(Excerpts of annotation records)

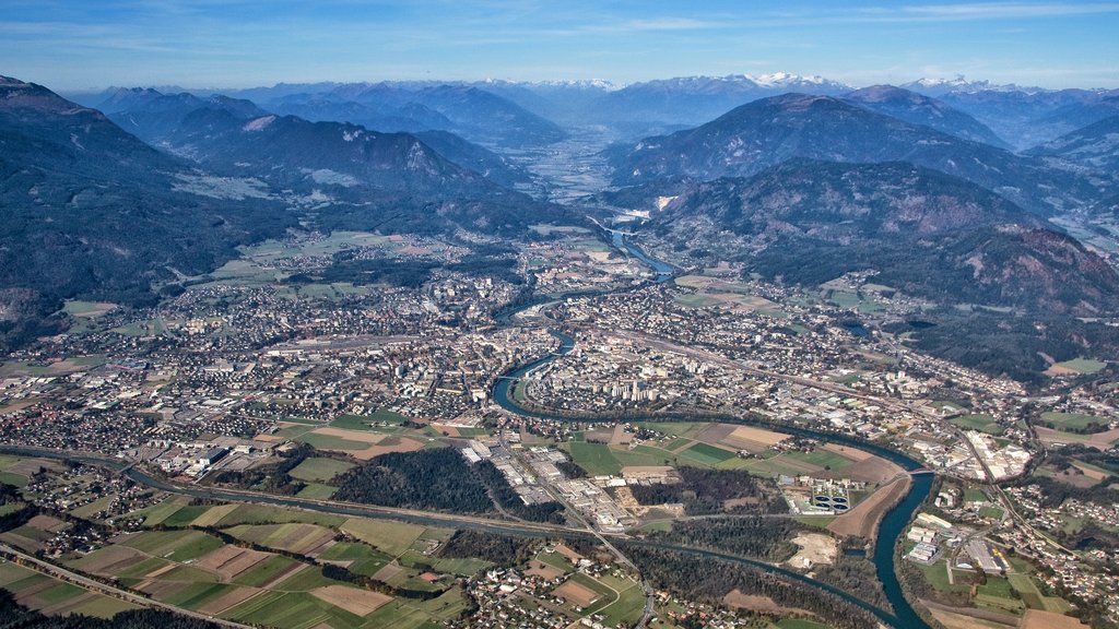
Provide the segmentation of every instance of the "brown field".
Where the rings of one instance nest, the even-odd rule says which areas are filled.
[[[227,545],[198,557],[194,565],[204,570],[213,570],[222,575],[223,581],[231,581],[270,556],[269,553]]]
[[[364,430],[346,430],[344,428],[317,428],[311,431],[313,434],[326,434],[329,436],[338,436],[347,441],[361,441],[370,445],[376,445],[380,443],[382,439],[385,439],[384,434],[376,432],[365,432]]]
[[[572,565],[576,565],[579,564],[579,560],[585,558],[583,557],[583,555],[576,553],[571,547],[568,547],[566,544],[556,544],[556,552],[567,557],[567,561],[570,561]]]
[[[789,439],[788,434],[773,432],[754,426],[735,426],[731,434],[723,440],[723,444],[740,450],[753,450],[754,448],[770,448]]]
[[[172,570],[175,570],[177,567],[179,567],[179,564],[177,564],[175,562],[168,562],[167,565],[161,565],[161,566],[157,567],[156,570],[149,572],[148,574],[144,574],[143,576],[144,576],[144,579],[157,579],[160,575],[167,574],[168,572],[171,572]]]
[[[878,529],[878,522],[909,491],[912,480],[909,476],[878,488],[854,509],[831,520],[828,531],[836,535],[852,535],[871,539]]]
[[[303,555],[314,555],[316,552],[335,538],[333,532],[314,524],[301,524],[276,543],[276,547],[293,551]]]
[[[235,604],[239,604],[247,601],[248,599],[255,597],[262,591],[263,590],[260,590],[257,588],[234,588],[233,590],[229,590],[225,594],[222,594],[220,597],[198,608],[198,612],[209,616],[217,616]]]
[[[1119,428],[1096,434],[1078,434],[1074,435],[1075,439],[1065,439],[1060,432],[1044,426],[1036,426],[1035,430],[1038,439],[1045,443],[1083,443],[1097,450],[1107,450],[1112,443],[1119,441]]]
[[[86,555],[85,557],[78,560],[75,565],[82,570],[82,572],[112,575],[128,569],[130,565],[140,563],[147,557],[148,555],[144,555],[135,548],[113,545],[106,546],[104,550],[97,551],[94,554]]]
[[[1088,629],[1087,625],[1071,616],[1040,609],[1027,609],[1018,627],[1022,629]]]
[[[972,618],[962,613],[955,613],[942,609],[930,609],[932,617],[948,629],[1007,629],[1012,625],[1003,625],[994,620]]]
[[[377,581],[388,582],[389,579],[396,576],[397,574],[399,574],[403,571],[404,571],[404,569],[399,564],[397,564],[395,561],[393,561],[393,562],[386,563],[380,570],[378,570],[377,572],[375,572],[373,574],[373,578],[376,579]]]
[[[66,523],[56,517],[37,515],[27,520],[27,526],[38,528],[39,531],[47,531],[49,533],[58,533],[59,531],[66,528]]]
[[[1107,472],[1104,472],[1102,470],[1096,470],[1096,469],[1092,469],[1092,468],[1089,468],[1089,467],[1085,467],[1085,466],[1078,466],[1076,463],[1073,463],[1073,467],[1075,467],[1078,470],[1084,472],[1084,476],[1087,476],[1088,478],[1090,478],[1092,480],[1103,480],[1104,478],[1108,478],[1109,476],[1111,476],[1111,475],[1109,475],[1109,473],[1107,473]]]
[[[859,450],[848,448],[846,452],[843,452],[843,456],[847,457],[852,452],[859,452]],[[905,470],[903,470],[901,466],[891,463],[885,459],[872,454],[865,460],[858,461],[855,464],[848,466],[841,470],[835,470],[827,476],[831,478],[849,478],[852,480],[862,480],[863,482],[880,485],[904,471]]]
[[[567,580],[563,585],[555,589],[555,595],[566,600],[568,603],[579,607],[587,607],[599,600],[599,593],[590,588],[584,588],[574,581]]]
[[[761,613],[772,613],[775,616],[816,616],[812,612],[802,609],[782,607],[769,597],[743,594],[742,591],[737,589],[731,590],[725,597],[723,597],[723,604],[734,609],[745,609]]]
[[[195,522],[190,523],[194,526],[215,526],[217,523],[222,522],[222,518],[232,514],[234,509],[241,505],[236,503],[231,503],[228,505],[222,505],[219,507],[210,507],[205,514],[195,518]]]
[[[311,595],[357,616],[368,616],[393,600],[388,594],[358,590],[348,585],[327,585],[311,591]]]
[[[789,565],[793,567],[833,564],[839,554],[835,538],[822,533],[801,533],[792,538],[792,543],[800,546],[797,554],[789,558]]]
[[[175,595],[180,590],[189,588],[190,583],[182,581],[144,581],[134,585],[137,590],[151,595],[157,601]]]
[[[544,562],[533,560],[528,564],[529,569],[525,571],[525,574],[530,574],[533,576],[539,576],[546,581],[552,581],[553,579],[560,579],[564,575],[564,571],[560,570],[554,565],[548,565]]]
[[[848,448],[847,445],[840,445],[838,443],[825,443],[822,449],[827,450],[828,452],[835,452],[836,454],[839,454],[845,459],[850,459],[856,463],[859,461],[866,461],[874,458],[874,454],[865,450],[859,450],[858,448]]]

● Objective
Extract the full listing above verbatim; pictures are to be left out of the copy.

● Response to the task
Provide the segmentation of every instance of the "brown field".
Where the rings of one instance nest, the even-odd rule says which areas are filled.
[[[227,545],[198,557],[194,565],[204,570],[213,570],[222,575],[223,581],[231,581],[270,556],[269,553]]]
[[[364,430],[346,430],[344,428],[317,428],[311,431],[313,434],[326,434],[329,436],[338,436],[347,441],[361,441],[370,445],[376,445],[380,443],[382,439],[385,439],[384,434],[376,432],[365,432]]]
[[[572,565],[576,565],[579,564],[579,560],[585,558],[583,557],[583,555],[576,553],[571,547],[568,547],[566,544],[556,544],[556,552],[567,557],[567,561],[570,561]]]
[[[789,439],[788,434],[773,432],[754,426],[735,426],[731,434],[723,440],[723,444],[740,450],[753,450],[754,448],[770,448]]]
[[[172,570],[175,570],[177,567],[179,567],[179,564],[177,564],[175,562],[168,562],[167,565],[161,565],[161,566],[157,567],[156,570],[149,572],[148,574],[144,574],[143,576],[144,576],[144,579],[157,579],[160,575],[167,574],[168,572],[171,572]]]
[[[878,529],[878,522],[909,491],[912,480],[909,476],[878,488],[854,509],[831,520],[828,531],[836,535],[852,535],[871,539]]]
[[[303,555],[314,555],[316,552],[335,538],[333,532],[314,524],[301,524],[276,543],[276,547],[293,551]]]
[[[235,604],[239,604],[247,601],[248,599],[255,597],[262,591],[263,590],[260,590],[257,588],[234,588],[233,590],[229,590],[225,594],[222,594],[220,597],[198,608],[198,612],[209,616],[217,616]]]
[[[1119,428],[1096,434],[1078,434],[1074,435],[1075,439],[1065,439],[1060,432],[1044,426],[1036,426],[1035,430],[1038,439],[1045,443],[1083,443],[1097,450],[1107,450],[1112,443],[1119,441]]]
[[[86,555],[85,557],[78,560],[75,565],[82,570],[82,572],[112,575],[128,569],[130,565],[140,563],[147,557],[148,555],[144,555],[135,548],[113,545],[106,546],[104,550],[97,551],[94,554]]]
[[[1088,629],[1087,625],[1071,616],[1040,609],[1027,609],[1018,627],[1022,629]]]
[[[972,618],[962,613],[955,613],[942,609],[930,609],[932,617],[948,629],[1007,629],[1012,625],[1003,625],[994,620]]]
[[[377,581],[388,582],[389,579],[396,576],[397,574],[399,574],[403,571],[404,571],[404,569],[399,564],[397,564],[395,561],[393,561],[393,562],[386,563],[380,570],[378,570],[377,572],[375,572],[373,574],[373,578],[376,579]]]
[[[66,523],[56,517],[37,515],[27,520],[27,526],[38,528],[39,531],[47,531],[49,533],[58,533],[59,531],[66,528]]]
[[[1107,472],[1104,472],[1102,470],[1096,470],[1096,469],[1092,469],[1092,468],[1089,468],[1089,467],[1085,467],[1085,466],[1078,466],[1076,463],[1073,463],[1073,467],[1075,467],[1078,470],[1084,472],[1084,476],[1087,476],[1088,478],[1090,478],[1092,480],[1103,480],[1104,478],[1108,478],[1109,476],[1111,476],[1111,475],[1109,475],[1109,473],[1107,473]]]
[[[859,450],[848,448],[846,452],[843,452],[843,456],[847,457],[852,452],[859,452]],[[905,470],[903,470],[901,466],[891,463],[885,459],[872,454],[865,460],[858,461],[855,464],[848,466],[841,470],[835,470],[827,476],[831,478],[849,478],[852,480],[862,480],[863,482],[880,485],[904,471]]]
[[[567,580],[563,585],[555,589],[555,595],[566,600],[568,603],[579,607],[587,607],[599,600],[599,593],[590,588],[584,588],[574,581]]]
[[[761,613],[772,613],[775,616],[816,616],[812,612],[802,609],[782,607],[769,597],[743,594],[742,591],[737,589],[731,590],[725,597],[723,597],[723,604],[734,609],[745,609]]]
[[[195,522],[190,523],[194,526],[215,526],[217,523],[222,522],[222,518],[232,514],[234,509],[241,505],[236,503],[231,503],[228,505],[222,505],[219,507],[210,507],[205,514],[195,518]]]
[[[311,595],[357,616],[368,616],[393,600],[388,594],[358,590],[348,585],[327,585],[311,591]]]
[[[789,565],[793,567],[833,564],[839,554],[835,538],[822,533],[801,533],[792,538],[792,543],[800,546],[797,554],[789,558]]]
[[[175,595],[180,590],[189,588],[190,583],[182,581],[144,581],[134,585],[137,590],[151,595],[157,601]]]
[[[544,562],[533,560],[528,564],[529,569],[525,571],[525,574],[530,574],[533,576],[539,576],[546,581],[552,581],[553,579],[560,579],[564,575],[564,571],[560,570],[554,565],[548,565]]]
[[[848,448],[847,445],[840,445],[838,443],[825,443],[822,449],[827,450],[828,452],[835,452],[836,454],[839,454],[845,459],[850,459],[856,463],[859,461],[866,461],[874,458],[874,454],[865,450],[859,450],[858,448]]]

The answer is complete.